Note: phiên bản Tiếng Việt của bài này ở link dưới.
https://duongnt.com/voice-to-code-vie

Virtually all AI Agents nowadays only support text input. But when I’m deep in a coding session with hands on keyboard and eyes on code, switching context to type out a long explanation breaks my flow. Voice input lets me talk through ideas naturally: brainstorming architecture, explaining a bug I’m seeing, or planning my next steps without losing momentum. That’s why my colleague Genki Sugimoto and I developed voice-to-code to allow controlling Amp/Claude Code/pretty much any AI Agents, using only our voice.
You can download the app from the link below.
https://github.com/duongntbk/voice-to-code
Quick demo
Here is a 1-minute demo of this app.
Key features
- Uses whisper-mic to perform speech-to-text conversion. The model runs locally, doesn’t require a network connection (except when downloading it the first time), and is 100% free.
- Integrates with AI Agents via tmux. This means the tool supports any AI Agent that has a CLI mode, including but not limited to Amp, Claude Code,…
- Runs on both MacOS and Linux. Support for Windows is a work in progress, and contributions are welcomed.
- Supports controlling multiple agent sessions at once, allowing hot-swapping between sessions.

Why whisper-mic and tmux?
whisper-mic: We wanted speech recognition that runs locally, works offline, and costs nothing. whisper-mic wraps OpenAI’s open-source Whisper model, giving us high-quality transcription without sending audio to external servers. Your voice data stays on your machine.
tmux: Rather than building custom integrations for each AI Agent, voice-to-code sends transcribed text to a tmux session—the same way you would type. This means the tool works with any CLI-based AI Agent, present or future, without requiring updates to voice-to-code itself.
How to use
Prerequisites
- macOS and Homebrew, or Linux
- tmux, portaudio, and ffmpeg
- Python 3.x
- AI Agent with CLI installed and configured
Start voice-to-code app
You can download the pre-built version for your system below.

###

● PROBLEM SET
1 - Rewrite the paragraph of the voice-to-code article that begins "tmux: Rather than building" as a short bulleted list that keeps its main facts.
2 - Extend the voice-to-code article, starting after its last sentence.
The records have no connection to the voice-to-code article.

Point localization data
###

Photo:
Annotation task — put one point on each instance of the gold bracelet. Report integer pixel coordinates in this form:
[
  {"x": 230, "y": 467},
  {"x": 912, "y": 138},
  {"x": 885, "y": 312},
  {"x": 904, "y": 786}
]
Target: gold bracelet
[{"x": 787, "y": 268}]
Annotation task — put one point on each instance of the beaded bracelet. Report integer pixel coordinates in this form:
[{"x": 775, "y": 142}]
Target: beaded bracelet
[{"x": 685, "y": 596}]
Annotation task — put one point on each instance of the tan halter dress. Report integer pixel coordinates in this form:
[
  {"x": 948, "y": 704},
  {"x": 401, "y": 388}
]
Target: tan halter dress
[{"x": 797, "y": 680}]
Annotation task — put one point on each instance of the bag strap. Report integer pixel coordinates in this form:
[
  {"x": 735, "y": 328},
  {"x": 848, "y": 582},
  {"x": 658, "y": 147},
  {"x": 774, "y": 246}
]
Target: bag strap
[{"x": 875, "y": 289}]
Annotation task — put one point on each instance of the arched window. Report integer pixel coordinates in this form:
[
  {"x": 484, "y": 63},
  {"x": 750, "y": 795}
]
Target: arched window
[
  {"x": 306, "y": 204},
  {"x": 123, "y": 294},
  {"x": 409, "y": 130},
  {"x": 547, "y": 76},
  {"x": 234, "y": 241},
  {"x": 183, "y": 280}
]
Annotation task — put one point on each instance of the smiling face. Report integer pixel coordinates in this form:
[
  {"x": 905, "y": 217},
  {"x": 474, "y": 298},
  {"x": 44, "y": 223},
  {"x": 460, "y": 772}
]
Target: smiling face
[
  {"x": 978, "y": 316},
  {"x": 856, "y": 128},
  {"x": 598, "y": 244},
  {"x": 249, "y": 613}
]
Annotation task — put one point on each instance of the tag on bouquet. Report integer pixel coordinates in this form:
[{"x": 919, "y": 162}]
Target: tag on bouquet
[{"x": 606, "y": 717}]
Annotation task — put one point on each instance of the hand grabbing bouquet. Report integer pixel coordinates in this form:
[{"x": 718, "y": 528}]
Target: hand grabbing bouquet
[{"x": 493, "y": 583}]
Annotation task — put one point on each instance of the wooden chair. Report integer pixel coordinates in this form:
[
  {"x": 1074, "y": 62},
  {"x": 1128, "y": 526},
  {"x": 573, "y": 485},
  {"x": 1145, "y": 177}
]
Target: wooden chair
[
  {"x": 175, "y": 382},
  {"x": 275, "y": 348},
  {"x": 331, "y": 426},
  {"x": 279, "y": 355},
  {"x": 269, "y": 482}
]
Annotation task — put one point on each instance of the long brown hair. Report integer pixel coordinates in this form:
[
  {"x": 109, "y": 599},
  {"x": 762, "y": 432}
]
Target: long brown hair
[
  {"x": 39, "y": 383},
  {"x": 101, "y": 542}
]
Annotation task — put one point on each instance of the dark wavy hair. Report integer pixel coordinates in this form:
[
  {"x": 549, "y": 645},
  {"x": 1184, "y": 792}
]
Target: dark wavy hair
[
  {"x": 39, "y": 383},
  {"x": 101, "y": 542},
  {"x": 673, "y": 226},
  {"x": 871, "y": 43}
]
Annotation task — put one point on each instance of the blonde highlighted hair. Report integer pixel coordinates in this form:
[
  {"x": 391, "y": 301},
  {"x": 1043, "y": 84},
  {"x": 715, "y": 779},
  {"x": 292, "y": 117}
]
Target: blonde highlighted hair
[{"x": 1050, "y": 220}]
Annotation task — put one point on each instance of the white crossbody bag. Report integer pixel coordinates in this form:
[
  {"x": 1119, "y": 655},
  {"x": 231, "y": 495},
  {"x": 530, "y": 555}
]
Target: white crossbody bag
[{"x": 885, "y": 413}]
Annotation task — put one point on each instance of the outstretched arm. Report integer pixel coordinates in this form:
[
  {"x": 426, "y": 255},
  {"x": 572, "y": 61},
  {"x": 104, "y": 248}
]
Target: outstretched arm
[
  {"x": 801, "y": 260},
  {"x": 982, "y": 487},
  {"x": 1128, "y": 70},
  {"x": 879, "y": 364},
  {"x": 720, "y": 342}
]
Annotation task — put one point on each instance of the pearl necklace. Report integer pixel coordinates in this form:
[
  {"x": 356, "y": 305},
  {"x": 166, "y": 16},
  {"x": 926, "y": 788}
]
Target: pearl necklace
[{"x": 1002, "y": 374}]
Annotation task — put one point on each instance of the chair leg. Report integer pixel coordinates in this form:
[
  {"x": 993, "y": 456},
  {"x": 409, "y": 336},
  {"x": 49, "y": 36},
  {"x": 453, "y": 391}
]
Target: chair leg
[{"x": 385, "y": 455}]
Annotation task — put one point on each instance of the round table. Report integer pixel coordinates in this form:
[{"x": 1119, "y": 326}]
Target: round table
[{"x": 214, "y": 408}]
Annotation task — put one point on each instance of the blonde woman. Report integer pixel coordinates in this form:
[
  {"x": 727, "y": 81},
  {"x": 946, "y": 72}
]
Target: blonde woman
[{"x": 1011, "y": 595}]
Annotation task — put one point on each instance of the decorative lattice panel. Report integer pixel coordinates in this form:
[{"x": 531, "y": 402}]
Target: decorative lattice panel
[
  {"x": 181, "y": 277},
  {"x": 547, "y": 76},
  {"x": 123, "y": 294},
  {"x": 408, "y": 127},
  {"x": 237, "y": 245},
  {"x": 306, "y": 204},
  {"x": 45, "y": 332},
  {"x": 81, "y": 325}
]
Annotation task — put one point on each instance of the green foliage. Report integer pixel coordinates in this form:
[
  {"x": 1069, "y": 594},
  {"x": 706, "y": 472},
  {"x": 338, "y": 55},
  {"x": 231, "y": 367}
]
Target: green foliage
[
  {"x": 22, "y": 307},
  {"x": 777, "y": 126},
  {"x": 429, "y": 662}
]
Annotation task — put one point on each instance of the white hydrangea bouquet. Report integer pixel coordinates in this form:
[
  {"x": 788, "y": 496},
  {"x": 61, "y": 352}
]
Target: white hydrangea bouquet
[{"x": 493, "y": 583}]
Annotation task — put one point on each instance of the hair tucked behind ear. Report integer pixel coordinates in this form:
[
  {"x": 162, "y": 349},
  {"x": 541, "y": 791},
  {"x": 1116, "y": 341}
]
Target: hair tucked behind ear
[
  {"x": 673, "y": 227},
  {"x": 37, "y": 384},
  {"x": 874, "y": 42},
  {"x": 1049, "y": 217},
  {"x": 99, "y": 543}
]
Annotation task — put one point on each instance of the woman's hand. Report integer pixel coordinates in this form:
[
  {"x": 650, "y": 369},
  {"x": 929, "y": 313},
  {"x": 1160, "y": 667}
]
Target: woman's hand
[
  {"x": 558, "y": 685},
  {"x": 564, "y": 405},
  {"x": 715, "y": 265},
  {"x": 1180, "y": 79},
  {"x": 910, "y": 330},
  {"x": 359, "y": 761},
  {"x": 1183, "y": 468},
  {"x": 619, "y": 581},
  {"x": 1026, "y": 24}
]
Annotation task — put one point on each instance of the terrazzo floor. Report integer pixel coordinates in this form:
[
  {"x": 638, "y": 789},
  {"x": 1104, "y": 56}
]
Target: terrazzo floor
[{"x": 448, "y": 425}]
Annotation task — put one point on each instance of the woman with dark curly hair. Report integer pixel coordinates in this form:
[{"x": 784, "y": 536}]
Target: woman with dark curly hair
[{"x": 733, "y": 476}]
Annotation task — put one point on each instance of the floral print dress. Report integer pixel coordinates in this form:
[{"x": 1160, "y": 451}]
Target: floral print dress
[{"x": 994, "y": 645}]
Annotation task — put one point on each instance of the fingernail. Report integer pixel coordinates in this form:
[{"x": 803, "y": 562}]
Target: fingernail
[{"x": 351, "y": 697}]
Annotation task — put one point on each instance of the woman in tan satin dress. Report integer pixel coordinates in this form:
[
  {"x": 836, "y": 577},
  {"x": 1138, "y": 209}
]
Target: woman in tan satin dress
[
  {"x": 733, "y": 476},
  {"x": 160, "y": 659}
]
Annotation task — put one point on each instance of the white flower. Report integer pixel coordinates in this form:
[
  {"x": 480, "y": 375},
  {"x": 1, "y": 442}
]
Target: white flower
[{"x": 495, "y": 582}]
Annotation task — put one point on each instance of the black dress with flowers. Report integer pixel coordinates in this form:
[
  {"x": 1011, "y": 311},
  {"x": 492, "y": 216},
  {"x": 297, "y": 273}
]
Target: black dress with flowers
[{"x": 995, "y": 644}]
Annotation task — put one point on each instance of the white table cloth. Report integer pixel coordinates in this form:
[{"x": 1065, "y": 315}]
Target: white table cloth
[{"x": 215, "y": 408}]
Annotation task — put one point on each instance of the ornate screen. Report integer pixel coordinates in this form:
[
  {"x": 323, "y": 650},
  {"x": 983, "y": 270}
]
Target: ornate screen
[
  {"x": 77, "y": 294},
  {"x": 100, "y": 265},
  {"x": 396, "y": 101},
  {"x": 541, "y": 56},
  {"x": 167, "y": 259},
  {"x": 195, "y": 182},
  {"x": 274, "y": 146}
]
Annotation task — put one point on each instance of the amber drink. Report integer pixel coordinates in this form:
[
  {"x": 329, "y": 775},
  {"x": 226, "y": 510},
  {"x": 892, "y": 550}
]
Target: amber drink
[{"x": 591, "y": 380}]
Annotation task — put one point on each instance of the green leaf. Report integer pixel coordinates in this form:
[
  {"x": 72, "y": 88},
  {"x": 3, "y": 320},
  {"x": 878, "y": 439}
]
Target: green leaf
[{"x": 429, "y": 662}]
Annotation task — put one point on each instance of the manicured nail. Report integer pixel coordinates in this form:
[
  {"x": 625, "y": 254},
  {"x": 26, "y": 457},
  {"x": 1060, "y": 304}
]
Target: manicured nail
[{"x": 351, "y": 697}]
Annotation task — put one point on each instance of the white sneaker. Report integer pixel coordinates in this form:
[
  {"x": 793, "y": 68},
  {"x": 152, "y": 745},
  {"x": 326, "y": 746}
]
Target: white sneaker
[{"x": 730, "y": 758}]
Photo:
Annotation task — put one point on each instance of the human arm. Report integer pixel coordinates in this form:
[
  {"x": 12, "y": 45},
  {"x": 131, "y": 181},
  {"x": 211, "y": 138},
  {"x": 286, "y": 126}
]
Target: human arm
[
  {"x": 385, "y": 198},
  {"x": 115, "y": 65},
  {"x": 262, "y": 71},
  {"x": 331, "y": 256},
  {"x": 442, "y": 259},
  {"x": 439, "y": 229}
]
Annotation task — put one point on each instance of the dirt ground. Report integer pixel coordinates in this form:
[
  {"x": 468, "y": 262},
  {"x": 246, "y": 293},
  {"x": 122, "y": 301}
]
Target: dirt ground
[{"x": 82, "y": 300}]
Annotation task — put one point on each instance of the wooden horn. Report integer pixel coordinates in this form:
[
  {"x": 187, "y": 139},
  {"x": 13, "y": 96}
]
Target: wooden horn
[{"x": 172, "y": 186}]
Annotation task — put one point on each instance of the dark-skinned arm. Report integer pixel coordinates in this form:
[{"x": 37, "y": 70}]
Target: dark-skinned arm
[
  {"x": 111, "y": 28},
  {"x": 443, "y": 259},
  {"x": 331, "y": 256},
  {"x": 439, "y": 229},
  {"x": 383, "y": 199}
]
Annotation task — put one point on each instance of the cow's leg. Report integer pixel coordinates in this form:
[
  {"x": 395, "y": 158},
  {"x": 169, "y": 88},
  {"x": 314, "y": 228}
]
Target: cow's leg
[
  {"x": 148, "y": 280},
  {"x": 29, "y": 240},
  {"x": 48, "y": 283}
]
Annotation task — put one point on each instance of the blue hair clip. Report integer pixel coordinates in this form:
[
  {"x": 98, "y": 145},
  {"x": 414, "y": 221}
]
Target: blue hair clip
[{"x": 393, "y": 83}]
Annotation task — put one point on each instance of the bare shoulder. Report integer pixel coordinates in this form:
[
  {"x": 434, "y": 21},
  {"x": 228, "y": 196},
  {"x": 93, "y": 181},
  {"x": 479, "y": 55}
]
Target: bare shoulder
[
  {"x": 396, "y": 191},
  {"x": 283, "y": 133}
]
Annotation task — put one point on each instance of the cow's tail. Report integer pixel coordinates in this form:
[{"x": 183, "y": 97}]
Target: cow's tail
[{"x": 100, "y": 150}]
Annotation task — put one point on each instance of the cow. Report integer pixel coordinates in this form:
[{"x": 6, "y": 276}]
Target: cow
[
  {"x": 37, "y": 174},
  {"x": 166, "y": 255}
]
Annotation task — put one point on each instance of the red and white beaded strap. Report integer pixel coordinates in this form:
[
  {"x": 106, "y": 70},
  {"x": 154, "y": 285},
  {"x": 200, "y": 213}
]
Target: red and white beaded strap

###

● REPLIES
1 -
- voice-to-code does not build a custom integration for each AI Agent.
- It sends transcribed text to a tmux session, the same way you would type.
- As a result, it works with any CLI-based AI Agent, present or future.
- No updates to voice-to-code itself are needed for this.

2 -
Alternatively, you can clone the repo and start the app from source.
git clone git@github.com:duongntbk/voice-to-code.git
# Inside the repo
python -m venv venv
./venv/bin/pip install -r requirements.txt
source venv/bin/activate && python main.py
Note: the pre-built file for Linux defaults to use PyTorch-CPU. If you want to use the GPU version, you have to start the app from source.
The app should look like this.

And here is the settings page. Please check out the README for details about each config.

Control multiple AI Agents with your voice
Start one tmux session for each AI Agent you want to control, give each one a session name. Inside each session, start your AI Agent like normal.
tmux new-session -s <your session name>
amp
# Or to resume a thread
amp threads continue <thread ID>
The default session name is ai-voice-input, case sensitive. But you can add/remove as many session names as you like.

And you can use this drop down to switch between sessions. Note: this can be done on the fly, while the app is running. Whichever session is selected when you speak will receive the transcribed text.

Send voice input to AI Agents
Below are some examples. I told the AI Agent to update the help page of this app to say Report all issues instead of Report issues. The speech-to-text was not 100% correct, but the AI Agent still got the gist of it and started working. We can also see that the transcribed text was sent to tmux session ai-voice-input.


Then I switched session to ai-voice-input-2 and told another AI Agent to proofread my README file. We can see that the transcribed text was sent to ai-voice-input-2, and the other agent also started working.


The second agent reported back that there are a few points in the README it can improve, and asked me for confirmation. I replied back to allow it to make the change, still using the same session.


Conclusion
I had a lot of fun developing this app, and I use it almost every day—especially when I want to have a back-and-forth conversation with AI Agents to flesh out my ideas without breaking my coding flow.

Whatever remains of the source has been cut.